## Extrait du texte:
---*---

Dans la continuité de Maniac et d’Enter The Void, et pour remonter à plus loin, de l’intro de Strange Days ou de La Dame du Lac, HARDCORE HENRY est un film intégralement filmé en vue subjective. Plus précisément ? Il s’agit d’un film d’action survitaminé !
Voilà qui renvoie très fortement au jeu vidéo et plus particulièrement aux FPS modernes type Call of Duty, ce qui forcément, génère chez nous pas mal d’espérances :
– reprendra-t-il intelligemment la grammaire vidéoludique ?
– pour révolutionner notre approche du cinéma ?
– sera-t-il ce putain de bon film d’action décomplexé comme il y en a chaque année – Fury Road en 2015 ou The Raid 2 en 2014 ..?
Toutefois, quelques appréhensions nous travaillent également :
– Qu’en sera-t-il de la lisibilité ?
– Réussira-t-il à ne pas être répétitif ?
– Fera-t-il preuve de variété ?
Avant toute critique, je vous conseille de regarder l’extrait ci-dessous, ce qui vous donnera une idée du rendu de ce que c’est, de l’action survitaminée filmée en caméra subjective. Ce type de scène est multiplié par plus ou moins 25 dans le film, chaque scène ayant ses propres enjeux, ses propres spécificités, ses propres défis en termes de spectacle… Et chacune possédant un feeling et une intensité similaire (OUI, J’AI DIT 25)

---*---

## Données fournies:
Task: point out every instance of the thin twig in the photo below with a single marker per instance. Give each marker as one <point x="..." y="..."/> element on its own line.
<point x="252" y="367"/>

---*---

## Exercice proposé:
Reproduisez fidèlement le passage de la critique de Hardcore Henry qui va de « Dans la continuité » jusqu'à « en 2014 ..? ».

## Solution du problème:
Dans la continuité de Maniac et d’Enter The Void, et pour remonter à plus loin, de l’intro de Strange Days ou de La Dame du Lac, HARDCORE HENRY est un film intégralement filmé en vue subjective. Plus précisément ? Il s’agit d’un film d’action survitaminé !
Voilà qui renvoie très fortement au jeu vidéo et plus particulièrement aux FPS modernes type Call of Duty, ce qui forcément, génère chez nous pas mal d’espérances :
– reprendra-t-il intelligemment la grammaire vidéoludique ?
– pour révolutionner notre approche du cinéma ?
– sera-t-il ce putain de bon film d’action décomplexé comme il y en a chaque année – Fury Road en 2015 ou The Raid 2 en 2014 ..?